[What you are asked to do] Starting with the line that contains "the white shirt cuff", reproduce each line through the end of the entries exactly as written.

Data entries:
▬▬▬▬▬▬

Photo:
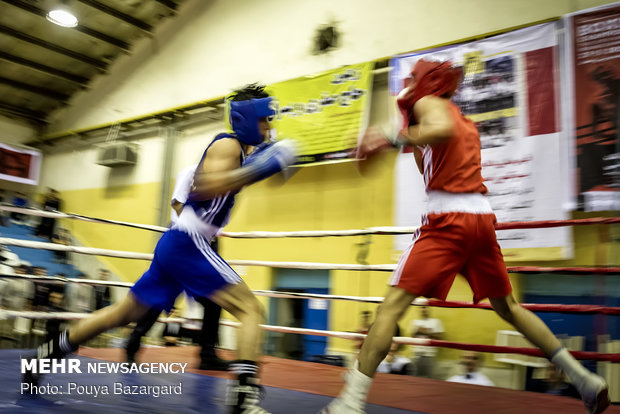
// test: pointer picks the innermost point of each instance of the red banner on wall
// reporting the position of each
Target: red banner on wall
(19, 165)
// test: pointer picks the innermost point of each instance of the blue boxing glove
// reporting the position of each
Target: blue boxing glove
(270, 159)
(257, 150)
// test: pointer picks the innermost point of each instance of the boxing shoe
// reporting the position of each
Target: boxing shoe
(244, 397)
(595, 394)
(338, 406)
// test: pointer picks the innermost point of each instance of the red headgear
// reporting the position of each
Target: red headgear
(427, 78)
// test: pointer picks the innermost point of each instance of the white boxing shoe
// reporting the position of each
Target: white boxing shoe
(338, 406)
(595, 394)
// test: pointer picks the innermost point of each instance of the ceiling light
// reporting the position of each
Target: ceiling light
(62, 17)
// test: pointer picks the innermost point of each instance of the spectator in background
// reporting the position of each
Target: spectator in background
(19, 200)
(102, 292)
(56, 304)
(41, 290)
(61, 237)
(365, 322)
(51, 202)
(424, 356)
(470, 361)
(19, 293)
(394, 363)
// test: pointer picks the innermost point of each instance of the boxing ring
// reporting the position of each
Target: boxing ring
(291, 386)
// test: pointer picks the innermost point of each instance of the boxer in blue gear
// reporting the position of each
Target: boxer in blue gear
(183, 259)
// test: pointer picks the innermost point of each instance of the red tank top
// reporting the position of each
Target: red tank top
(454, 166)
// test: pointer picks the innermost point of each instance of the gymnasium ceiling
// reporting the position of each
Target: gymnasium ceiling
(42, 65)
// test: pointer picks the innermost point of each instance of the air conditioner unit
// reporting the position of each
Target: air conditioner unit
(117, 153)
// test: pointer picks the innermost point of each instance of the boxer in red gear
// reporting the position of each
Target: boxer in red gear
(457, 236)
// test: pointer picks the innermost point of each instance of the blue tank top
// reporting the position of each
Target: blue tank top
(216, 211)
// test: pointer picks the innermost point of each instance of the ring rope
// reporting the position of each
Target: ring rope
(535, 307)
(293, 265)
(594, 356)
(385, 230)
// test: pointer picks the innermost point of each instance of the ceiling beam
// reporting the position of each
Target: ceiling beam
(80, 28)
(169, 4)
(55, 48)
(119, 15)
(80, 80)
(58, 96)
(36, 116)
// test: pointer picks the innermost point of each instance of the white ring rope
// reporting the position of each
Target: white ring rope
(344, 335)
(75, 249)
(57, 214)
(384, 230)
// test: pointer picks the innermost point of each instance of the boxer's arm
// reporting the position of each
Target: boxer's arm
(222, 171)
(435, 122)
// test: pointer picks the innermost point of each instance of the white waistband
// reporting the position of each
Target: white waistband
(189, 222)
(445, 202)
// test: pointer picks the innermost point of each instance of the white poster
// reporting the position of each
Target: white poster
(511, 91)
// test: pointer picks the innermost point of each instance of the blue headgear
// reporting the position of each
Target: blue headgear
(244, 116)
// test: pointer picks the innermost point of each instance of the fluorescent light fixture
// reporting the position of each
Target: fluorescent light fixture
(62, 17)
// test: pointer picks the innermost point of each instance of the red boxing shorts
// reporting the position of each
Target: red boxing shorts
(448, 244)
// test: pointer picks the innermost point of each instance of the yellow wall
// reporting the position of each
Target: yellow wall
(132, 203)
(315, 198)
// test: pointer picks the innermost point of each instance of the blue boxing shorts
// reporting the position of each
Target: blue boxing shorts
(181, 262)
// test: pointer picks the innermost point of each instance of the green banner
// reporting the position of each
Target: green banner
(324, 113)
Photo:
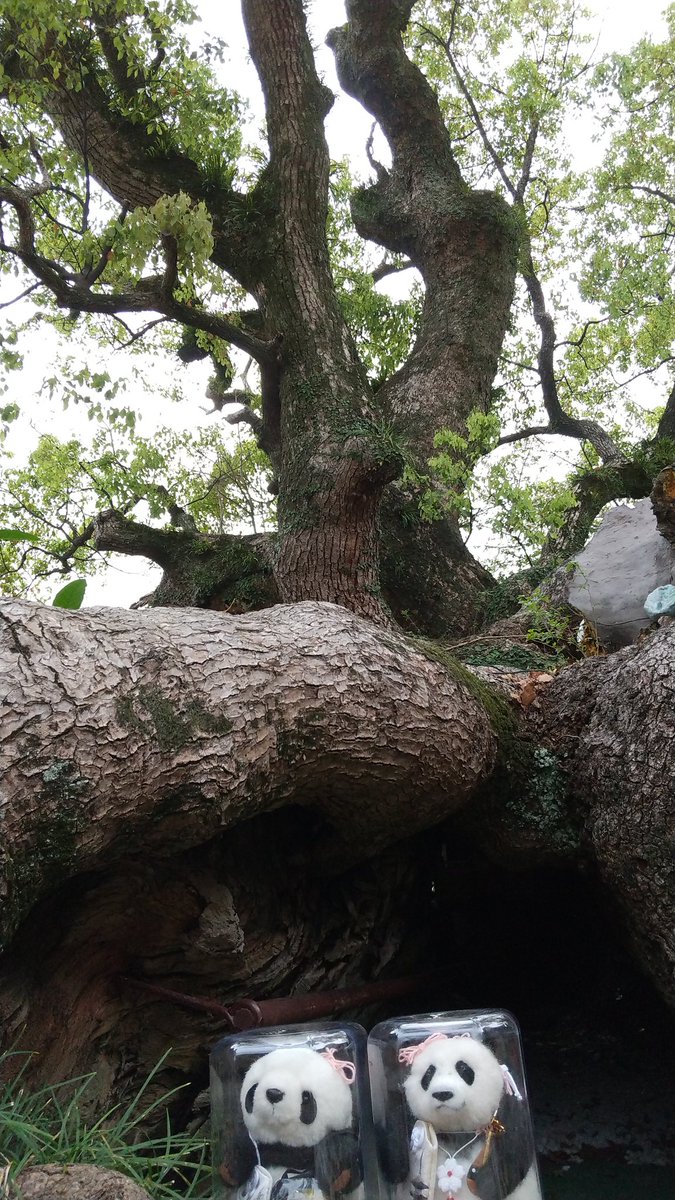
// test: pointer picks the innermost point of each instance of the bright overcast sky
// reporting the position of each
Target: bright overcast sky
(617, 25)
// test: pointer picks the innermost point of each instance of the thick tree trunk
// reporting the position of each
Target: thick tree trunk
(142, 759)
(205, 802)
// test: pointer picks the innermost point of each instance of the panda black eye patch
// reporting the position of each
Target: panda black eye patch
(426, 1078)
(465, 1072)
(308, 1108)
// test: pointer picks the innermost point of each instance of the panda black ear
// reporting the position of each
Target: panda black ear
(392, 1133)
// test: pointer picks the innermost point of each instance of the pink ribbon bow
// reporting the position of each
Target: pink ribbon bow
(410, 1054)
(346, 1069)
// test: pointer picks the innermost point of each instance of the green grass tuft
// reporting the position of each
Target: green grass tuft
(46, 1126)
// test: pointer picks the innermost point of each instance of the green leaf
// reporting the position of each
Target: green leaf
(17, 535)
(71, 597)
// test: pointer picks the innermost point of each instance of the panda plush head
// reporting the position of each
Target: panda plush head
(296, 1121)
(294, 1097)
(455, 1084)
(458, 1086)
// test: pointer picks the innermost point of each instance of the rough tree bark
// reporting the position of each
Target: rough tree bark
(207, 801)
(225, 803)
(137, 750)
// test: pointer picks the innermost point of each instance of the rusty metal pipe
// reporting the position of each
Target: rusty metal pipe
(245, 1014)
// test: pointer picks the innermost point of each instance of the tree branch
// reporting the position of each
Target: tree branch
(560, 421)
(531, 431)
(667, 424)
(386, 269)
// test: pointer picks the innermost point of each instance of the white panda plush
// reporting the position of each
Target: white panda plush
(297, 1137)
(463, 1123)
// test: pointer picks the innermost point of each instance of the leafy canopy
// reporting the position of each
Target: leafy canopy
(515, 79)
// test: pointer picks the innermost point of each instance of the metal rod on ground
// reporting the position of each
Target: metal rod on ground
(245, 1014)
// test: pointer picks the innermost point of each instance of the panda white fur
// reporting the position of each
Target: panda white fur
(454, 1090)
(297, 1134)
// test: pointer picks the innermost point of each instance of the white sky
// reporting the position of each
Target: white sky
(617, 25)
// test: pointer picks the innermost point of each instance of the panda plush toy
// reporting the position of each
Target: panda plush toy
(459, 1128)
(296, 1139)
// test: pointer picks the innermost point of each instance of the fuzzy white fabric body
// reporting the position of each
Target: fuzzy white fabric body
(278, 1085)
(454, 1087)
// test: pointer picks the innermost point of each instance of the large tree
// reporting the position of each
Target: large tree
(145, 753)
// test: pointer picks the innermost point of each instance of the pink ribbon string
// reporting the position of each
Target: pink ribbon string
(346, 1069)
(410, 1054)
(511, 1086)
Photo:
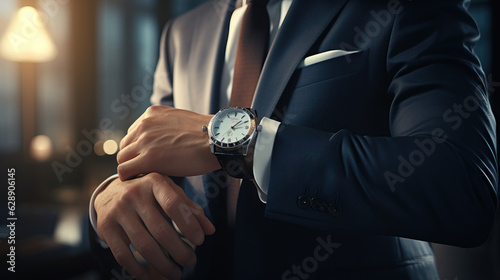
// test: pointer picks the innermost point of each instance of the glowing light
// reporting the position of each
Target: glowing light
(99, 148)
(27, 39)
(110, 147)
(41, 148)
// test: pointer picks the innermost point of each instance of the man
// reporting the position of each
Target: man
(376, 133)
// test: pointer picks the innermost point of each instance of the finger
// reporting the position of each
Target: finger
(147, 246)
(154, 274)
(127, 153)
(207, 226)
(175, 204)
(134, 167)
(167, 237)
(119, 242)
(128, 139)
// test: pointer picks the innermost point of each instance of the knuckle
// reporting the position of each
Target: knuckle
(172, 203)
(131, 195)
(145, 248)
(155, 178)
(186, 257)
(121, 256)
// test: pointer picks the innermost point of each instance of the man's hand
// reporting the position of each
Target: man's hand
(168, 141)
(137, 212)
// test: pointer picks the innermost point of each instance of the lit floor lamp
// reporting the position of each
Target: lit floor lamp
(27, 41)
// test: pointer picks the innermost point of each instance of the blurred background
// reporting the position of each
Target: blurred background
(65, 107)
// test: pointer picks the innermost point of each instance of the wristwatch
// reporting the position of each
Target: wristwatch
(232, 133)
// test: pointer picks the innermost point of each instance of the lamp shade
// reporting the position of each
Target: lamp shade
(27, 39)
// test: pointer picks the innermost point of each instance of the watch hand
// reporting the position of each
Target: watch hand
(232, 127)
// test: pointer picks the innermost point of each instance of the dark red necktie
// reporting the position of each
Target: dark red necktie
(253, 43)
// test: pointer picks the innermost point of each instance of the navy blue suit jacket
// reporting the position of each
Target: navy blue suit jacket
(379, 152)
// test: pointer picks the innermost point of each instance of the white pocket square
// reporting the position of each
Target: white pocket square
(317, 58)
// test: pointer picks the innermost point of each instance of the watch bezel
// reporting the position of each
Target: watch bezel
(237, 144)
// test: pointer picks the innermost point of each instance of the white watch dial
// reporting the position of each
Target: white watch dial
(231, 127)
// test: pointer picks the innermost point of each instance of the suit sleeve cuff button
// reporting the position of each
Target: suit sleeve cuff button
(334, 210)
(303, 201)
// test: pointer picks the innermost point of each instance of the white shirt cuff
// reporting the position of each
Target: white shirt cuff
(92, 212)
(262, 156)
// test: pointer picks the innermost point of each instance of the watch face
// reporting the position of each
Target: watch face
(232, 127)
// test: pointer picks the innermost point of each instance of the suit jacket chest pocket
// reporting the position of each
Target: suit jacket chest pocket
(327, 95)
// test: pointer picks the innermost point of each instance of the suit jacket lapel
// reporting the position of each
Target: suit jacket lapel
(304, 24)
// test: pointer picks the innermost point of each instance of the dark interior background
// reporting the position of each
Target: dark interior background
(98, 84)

▬▬▬▬▬▬

[Problem solution]
// test: pointer picks the innermost point of each instance of the white shirt cuff
// reporting the position of each
Target: white shirt cuff
(92, 212)
(262, 156)
// test: pointer picks the innermost point of each instance of the watch face
// reporting the position of each
Target: watch face
(232, 127)
// test: pointer picks the innermost point of each instance of the suit jacket chest pocket
// reporting the position of each
Target: suit jacket chest pocket
(327, 95)
// test: pointer picks the innermost point of each instance of the suit jacket lapel
// reporting the position of each
Target: suit jacket lapel
(304, 24)
// test: pointer picks the innermost point of each instance of the dark interior background
// reporting the position of each
Target: dark interior background
(98, 84)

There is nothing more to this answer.